Written instruction:
The exercise asks for every line of the data to be reproduced exactly.

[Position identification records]
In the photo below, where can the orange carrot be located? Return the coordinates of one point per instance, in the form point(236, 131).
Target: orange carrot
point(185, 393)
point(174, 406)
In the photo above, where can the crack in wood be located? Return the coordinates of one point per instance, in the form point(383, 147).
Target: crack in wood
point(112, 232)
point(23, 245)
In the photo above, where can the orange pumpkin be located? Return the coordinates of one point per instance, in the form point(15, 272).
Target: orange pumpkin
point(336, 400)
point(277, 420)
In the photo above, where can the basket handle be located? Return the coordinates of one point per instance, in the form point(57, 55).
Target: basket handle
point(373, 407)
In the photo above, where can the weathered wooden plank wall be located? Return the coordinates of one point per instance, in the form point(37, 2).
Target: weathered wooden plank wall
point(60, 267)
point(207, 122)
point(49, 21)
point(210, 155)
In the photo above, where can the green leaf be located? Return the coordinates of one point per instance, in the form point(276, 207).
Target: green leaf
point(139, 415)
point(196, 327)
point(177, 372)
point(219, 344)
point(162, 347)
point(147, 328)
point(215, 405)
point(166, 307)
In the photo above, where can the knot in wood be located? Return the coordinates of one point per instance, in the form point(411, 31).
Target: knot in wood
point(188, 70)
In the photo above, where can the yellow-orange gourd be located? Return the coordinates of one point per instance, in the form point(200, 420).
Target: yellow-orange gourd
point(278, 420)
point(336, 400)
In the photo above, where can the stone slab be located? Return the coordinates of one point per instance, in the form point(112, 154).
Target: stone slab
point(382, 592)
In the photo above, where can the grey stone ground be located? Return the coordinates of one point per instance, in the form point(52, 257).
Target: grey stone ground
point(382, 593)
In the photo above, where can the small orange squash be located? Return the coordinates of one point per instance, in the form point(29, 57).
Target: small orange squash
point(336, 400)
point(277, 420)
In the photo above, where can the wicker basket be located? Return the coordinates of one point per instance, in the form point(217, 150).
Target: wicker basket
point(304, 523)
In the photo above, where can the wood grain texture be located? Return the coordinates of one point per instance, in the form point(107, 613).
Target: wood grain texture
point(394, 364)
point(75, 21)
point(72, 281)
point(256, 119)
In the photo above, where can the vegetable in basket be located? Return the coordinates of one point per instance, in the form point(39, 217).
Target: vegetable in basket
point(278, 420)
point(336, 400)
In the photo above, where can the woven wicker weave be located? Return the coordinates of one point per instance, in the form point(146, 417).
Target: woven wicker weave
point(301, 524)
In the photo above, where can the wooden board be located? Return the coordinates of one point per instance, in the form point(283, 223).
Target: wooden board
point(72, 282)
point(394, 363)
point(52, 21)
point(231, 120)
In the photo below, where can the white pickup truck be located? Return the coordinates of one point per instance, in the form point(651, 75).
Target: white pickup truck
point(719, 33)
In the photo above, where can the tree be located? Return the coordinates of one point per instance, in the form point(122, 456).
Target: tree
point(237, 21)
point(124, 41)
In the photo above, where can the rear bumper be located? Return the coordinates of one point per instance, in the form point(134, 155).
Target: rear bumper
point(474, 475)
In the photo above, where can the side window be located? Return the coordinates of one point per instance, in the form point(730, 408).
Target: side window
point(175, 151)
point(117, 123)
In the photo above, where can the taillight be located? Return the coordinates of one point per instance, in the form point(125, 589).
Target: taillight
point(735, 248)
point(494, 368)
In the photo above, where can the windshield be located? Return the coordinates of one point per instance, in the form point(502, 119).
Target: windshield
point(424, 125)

Result for this exercise:
In the photo below, where can the orange carrot be located? Return the coordinates of one point per instance, in the form point(236, 131).
Target: orange carrot
point(185, 393)
point(174, 406)
In the photo above, where can the crack in wood be located? Return the coordinates of one point per instance, in the form point(383, 147).
Target: crack in wood
point(112, 232)
point(23, 245)
In the photo above, where can the orange pumpkin be located? Return the coordinates of one point per instance, in the form point(15, 272).
Target: orange pumpkin
point(336, 400)
point(277, 420)
In the photo above, where can the basket handle be located? Return the coordinates of one point per instance, in the form point(57, 55).
Target: basket handle
point(373, 407)
In the photo above, where can the weathered wooden plank wall be located? Return the coordinates of one point per instance, in the form point(37, 2).
Target: weathered wooden plank wall
point(60, 267)
point(207, 122)
point(49, 21)
point(210, 155)
In the photo above, where can the green leaf be located? Return the coordinates of one point per instance, in the form point(276, 207).
Target: green leaf
point(139, 415)
point(196, 327)
point(177, 372)
point(219, 344)
point(162, 347)
point(147, 328)
point(215, 405)
point(166, 307)
In the photo above, where can the knot in wood be located? Return the coordinates of one point per instance, in the form point(411, 31).
Target: knot in wood
point(188, 70)
In the photo above, where can the yellow-orange gourd be located? Return the coordinates of one point per instance, in the form point(200, 420).
Target: yellow-orange gourd
point(278, 420)
point(336, 400)
In the photo above, where can the stone slab be located? Return the coordinates of one point per instance, in the form point(112, 154).
Target: stone slab
point(382, 592)
In the photo above, where can the grey stone ground be located? Return the coordinates of one point per instance, in the form point(52, 257).
Target: grey stone ground
point(382, 593)
In the photo above, where can the small orange squash be located? Return the coordinates of one point per instance, in the form point(29, 57).
Target: small orange squash
point(336, 400)
point(277, 420)
In the photo above, where can the wicker basket be located? Return the coordinates of one point per instance, in the form point(217, 150).
Target: wicker basket
point(304, 523)
In the photo above, where can the wood grain texture be located? Return the coordinates of one point per instance, in the form point(107, 613).
Target: wood grain texture
point(394, 364)
point(75, 21)
point(72, 281)
point(256, 119)
In the photo above, where can the vegetable in basket be located? Return the coordinates of one point per instance, in the form point(39, 217).
Target: vegetable in basket
point(278, 420)
point(336, 400)
In the photo above, where can the woven wicker weave be located? Return the coordinates of one point per instance, in the form point(146, 417).
Target: woven wicker weave
point(301, 524)
In the photo above, where can the wooden board be located? Return the coordinates of one point per instance, in the form point(283, 223).
Target: wooden board
point(72, 282)
point(394, 363)
point(52, 21)
point(231, 120)
In the photo below, where can the white pickup truck be located? Return the coordinates of one point per instance, in the form point(651, 75).
Target: white pickup truck
point(719, 33)
In the photo above, where can the tree be located? Return the coordinates of one point per instance, in the form point(122, 456).
Target: tree
point(237, 21)
point(124, 41)
In the photo above, where can the rear bumper be located? Return the coordinates of one point per instance, in the form point(134, 155).
Target: rear bumper
point(474, 475)
In the photo above, where can the side window be located? Return the coordinates of one point per instance, in the form point(730, 408).
Target: side window
point(175, 151)
point(117, 123)
In the photo above, where can the taillight be located? Return the coordinates of one point per instance, in the form point(125, 589).
Target: taillight
point(735, 248)
point(494, 368)
In the photo above, where can the windshield be located? Return the coordinates of one point per instance, in the form point(502, 119).
Target: windshield
point(424, 125)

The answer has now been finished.